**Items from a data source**
»»

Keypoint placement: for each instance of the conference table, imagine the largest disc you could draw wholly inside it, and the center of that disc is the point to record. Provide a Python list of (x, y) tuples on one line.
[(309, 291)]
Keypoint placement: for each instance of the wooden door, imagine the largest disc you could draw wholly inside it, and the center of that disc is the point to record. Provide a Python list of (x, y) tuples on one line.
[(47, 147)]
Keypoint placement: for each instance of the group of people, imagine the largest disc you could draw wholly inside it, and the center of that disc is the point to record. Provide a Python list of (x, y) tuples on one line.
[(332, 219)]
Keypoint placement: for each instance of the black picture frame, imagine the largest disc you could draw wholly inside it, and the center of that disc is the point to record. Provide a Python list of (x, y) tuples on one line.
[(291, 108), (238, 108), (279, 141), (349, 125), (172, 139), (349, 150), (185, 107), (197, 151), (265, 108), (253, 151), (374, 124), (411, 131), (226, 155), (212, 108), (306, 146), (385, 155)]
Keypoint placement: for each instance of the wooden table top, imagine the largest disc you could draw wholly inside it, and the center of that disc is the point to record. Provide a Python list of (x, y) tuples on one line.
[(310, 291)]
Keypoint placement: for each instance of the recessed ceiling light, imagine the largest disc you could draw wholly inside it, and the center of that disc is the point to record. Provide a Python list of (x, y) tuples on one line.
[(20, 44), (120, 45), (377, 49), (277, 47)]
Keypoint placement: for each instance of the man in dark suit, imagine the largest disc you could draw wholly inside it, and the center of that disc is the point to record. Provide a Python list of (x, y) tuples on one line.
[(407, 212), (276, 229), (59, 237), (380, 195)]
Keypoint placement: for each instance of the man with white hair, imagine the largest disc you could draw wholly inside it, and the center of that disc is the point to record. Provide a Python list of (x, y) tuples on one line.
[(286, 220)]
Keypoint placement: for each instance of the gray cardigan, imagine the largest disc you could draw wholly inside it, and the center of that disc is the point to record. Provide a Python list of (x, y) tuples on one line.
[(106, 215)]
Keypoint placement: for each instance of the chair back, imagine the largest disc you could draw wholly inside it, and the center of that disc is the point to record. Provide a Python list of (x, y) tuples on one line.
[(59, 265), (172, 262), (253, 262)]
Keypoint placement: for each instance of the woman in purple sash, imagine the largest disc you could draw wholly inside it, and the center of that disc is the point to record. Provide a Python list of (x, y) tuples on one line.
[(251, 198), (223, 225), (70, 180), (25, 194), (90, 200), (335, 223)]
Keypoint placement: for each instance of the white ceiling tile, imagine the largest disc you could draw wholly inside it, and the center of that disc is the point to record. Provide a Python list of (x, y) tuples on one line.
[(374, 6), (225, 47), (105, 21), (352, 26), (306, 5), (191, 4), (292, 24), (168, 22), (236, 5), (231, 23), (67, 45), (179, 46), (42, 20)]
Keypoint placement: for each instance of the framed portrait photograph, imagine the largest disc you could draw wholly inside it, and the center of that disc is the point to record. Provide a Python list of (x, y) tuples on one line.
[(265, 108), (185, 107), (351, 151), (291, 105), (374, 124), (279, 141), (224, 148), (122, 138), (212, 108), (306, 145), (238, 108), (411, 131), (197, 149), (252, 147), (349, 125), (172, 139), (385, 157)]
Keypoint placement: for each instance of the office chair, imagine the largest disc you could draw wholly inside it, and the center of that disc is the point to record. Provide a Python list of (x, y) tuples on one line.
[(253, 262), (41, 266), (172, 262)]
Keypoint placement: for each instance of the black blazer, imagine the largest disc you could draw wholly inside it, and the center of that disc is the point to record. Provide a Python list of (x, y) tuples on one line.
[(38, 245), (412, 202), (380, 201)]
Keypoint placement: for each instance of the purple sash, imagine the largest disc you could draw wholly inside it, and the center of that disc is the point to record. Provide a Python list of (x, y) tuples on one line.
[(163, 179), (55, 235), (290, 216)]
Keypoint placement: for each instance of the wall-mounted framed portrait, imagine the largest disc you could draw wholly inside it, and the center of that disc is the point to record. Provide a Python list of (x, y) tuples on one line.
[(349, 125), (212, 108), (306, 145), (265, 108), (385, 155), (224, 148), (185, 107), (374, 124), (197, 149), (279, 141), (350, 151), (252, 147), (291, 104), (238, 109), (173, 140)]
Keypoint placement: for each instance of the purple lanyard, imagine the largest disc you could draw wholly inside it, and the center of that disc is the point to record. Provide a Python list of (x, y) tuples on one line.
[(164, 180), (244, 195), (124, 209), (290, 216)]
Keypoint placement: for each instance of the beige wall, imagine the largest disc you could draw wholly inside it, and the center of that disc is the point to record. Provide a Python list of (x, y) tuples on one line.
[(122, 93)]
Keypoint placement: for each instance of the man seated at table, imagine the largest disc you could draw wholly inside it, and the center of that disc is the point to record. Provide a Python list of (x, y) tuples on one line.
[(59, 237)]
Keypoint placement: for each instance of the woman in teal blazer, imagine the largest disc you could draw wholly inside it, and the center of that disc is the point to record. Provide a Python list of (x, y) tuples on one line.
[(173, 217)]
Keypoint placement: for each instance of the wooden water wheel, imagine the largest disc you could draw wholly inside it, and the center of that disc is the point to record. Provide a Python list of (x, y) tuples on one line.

««

**AIM**
Can you rewrite the listing above so that every "disc" becomes "circle" and nothing else changes?

**FINAL RESULT**
Keypoint placement: for each instance of the conference table, imagine the largest circle you could draw wholly inside it, and the center of that circle is the point to record. Provide a Python list of (x, y) tuples on one line.
[(309, 291)]
Keypoint placement: for each instance of the wooden door, imagine the largest circle you could draw wholly inside it, and the center of that circle is the point to record. Provide a Python list of (x, y) tuples on one line.
[(47, 147)]
Keypoint placement: for each instance of the group of people, imagine the largest circle you could draw wholly inside it, and the center of that circle is the point to record. Provide a Python list of (x, y) tuples on one line.
[(332, 219)]
Keypoint placement: for each instance of the black picture frame, imagine the largest circle you could draw wholly inside it, and the center of that circle is the point to record. Provide a Python list of (x, y) tuples on one line.
[(291, 108), (238, 108), (279, 141), (349, 125), (172, 139), (349, 150), (185, 107), (197, 151), (265, 108), (253, 151), (374, 124), (411, 131), (226, 155), (212, 108), (306, 146), (385, 155)]
Keypoint placement: for each instance of the wooden table top, imagine the largest circle you could draw wholly inside it, and the center of that circle is the point to record. Provide a Python list of (x, y) tuples on one line.
[(310, 291)]
Keypoint placement: for each instance of the recessed ceiling light, imagine the largest circle you could draw wholly inside it, and the center of that circle is the point to record. Provide a Python list of (x, y) tuples on one line.
[(20, 44), (120, 45), (377, 49), (277, 47)]
Keypoint placement: for each instance of the man in dark suit, imagine the largest circle you could draw wholly inside it, and the center of that circle is the point to record. Provide a Python list of (x, y) tuples on one line.
[(407, 212), (276, 229), (59, 237), (380, 195)]
Keypoint placement: for each instance of the man with white hair, imagine the largest circle you could draw wholly inside it, and the center of that circle is the point to record. Provide a Python list of (x, y) tuples on one line.
[(286, 220)]
Keypoint placement: for each instance of the gray cardigan, imagine the largest circle you could draw wholly inside it, and the center of that circle is the point to record. Provide a Python list of (x, y) tuples on one line.
[(106, 215)]
Keypoint placement: for each instance of the chair back, imagine the largest circle you could draw wholly inside it, and the center of that circle is the point to record. Provide a Python list of (x, y) tuples on one line.
[(59, 265), (172, 262), (253, 262)]
Keypoint placement: for each instance of the woman in purple sash, imagine the largest circle you could draw wholly inside it, and the center of that circle is the point to record. Provide a Python list of (x, y) tuples on one line.
[(251, 198), (223, 225), (70, 180), (25, 194), (90, 200), (335, 223)]
Keypoint placement: for each instance of the white ceiling tile, imagine the largest circle you could draw wholly inside it, and the center of that circle is the point to record. Provide a Python list of (x, y) tuples on one line.
[(374, 6), (225, 47), (105, 21), (352, 26), (306, 5), (191, 4), (292, 24), (168, 22), (236, 5), (231, 23), (67, 45), (179, 46), (42, 20)]
Keypoint placement: for each instance of the framed portrait photograph, imagine the largest circle you could draw wholly inside it, and the center of that circle is the point to record. Provide a Python list of (x, y) tuples on one line.
[(265, 108), (185, 107), (351, 151), (291, 105), (374, 124), (279, 141), (224, 148), (122, 138), (212, 108), (306, 145), (238, 108), (411, 131), (197, 149), (252, 147), (349, 125), (172, 139), (385, 157)]
Keypoint placement: for each instance of the office chair, imagine the largest circle you could draw wholly inside it, and the center of that circle is the point to record. Provide a Python list of (x, y) tuples on one line.
[(253, 262), (41, 266), (172, 262)]
Keypoint placement: for each instance of the black blazer, imagine the largest circle you could draw wholly inside it, and the center of that circle is the point to record. Provide a Python list of (x, y) tuples on one line.
[(38, 245), (412, 202), (380, 201)]
Keypoint placement: for each instance of the purple sash, imagine the largest circle you could draw wholly inside it, and the center of that circle is the point to record. Provide a Python list of (x, y) tuples on one line.
[(163, 179), (55, 235), (290, 216)]
Keypoint placement: for each instance of the wall-mounted framed portrait, imagine the largest circle you could draw wholly inside it, and the center of that circle is the point to record. Provide a Python list of (x, y) tuples on one line.
[(349, 125), (212, 108), (306, 145), (265, 108), (385, 155), (224, 148), (185, 107), (374, 124), (197, 149), (279, 141), (350, 151), (252, 147), (291, 104), (238, 109), (173, 140)]
Keypoint placement: for each instance of the purple lanyard, imagine the largest circle you could draw wholly inside it, and the center of that circle is the point to record. Provide a Python list of (x, y) tuples on one line.
[(164, 180), (244, 195), (124, 209), (290, 216)]
Keypoint placement: for each instance of the beige wall, imagine the largest circle you could draw wholly inside it, and the center of that circle is the point to record. Provide a Python list of (x, y) tuples on one line.
[(122, 93)]
Keypoint placement: for each instance of the man seated at table, imagine the largest circle you could draw wholly inside it, and the center of that circle is the point to record. Provide a Python list of (x, y) tuples on one line.
[(59, 237)]
Keypoint placement: for each instance of the woman in teal blazer, imagine the largest circle you could draw wholly inside it, and the center of that circle is the point to record. Provide a Python list of (x, y) tuples on one line.
[(173, 217)]
Keypoint placement: for each instance of the wooden water wheel, imagine the largest circle you could draw wholly inside it, and the center of that circle is the point to record. Provide a Python list of (x, y) tuples on one line.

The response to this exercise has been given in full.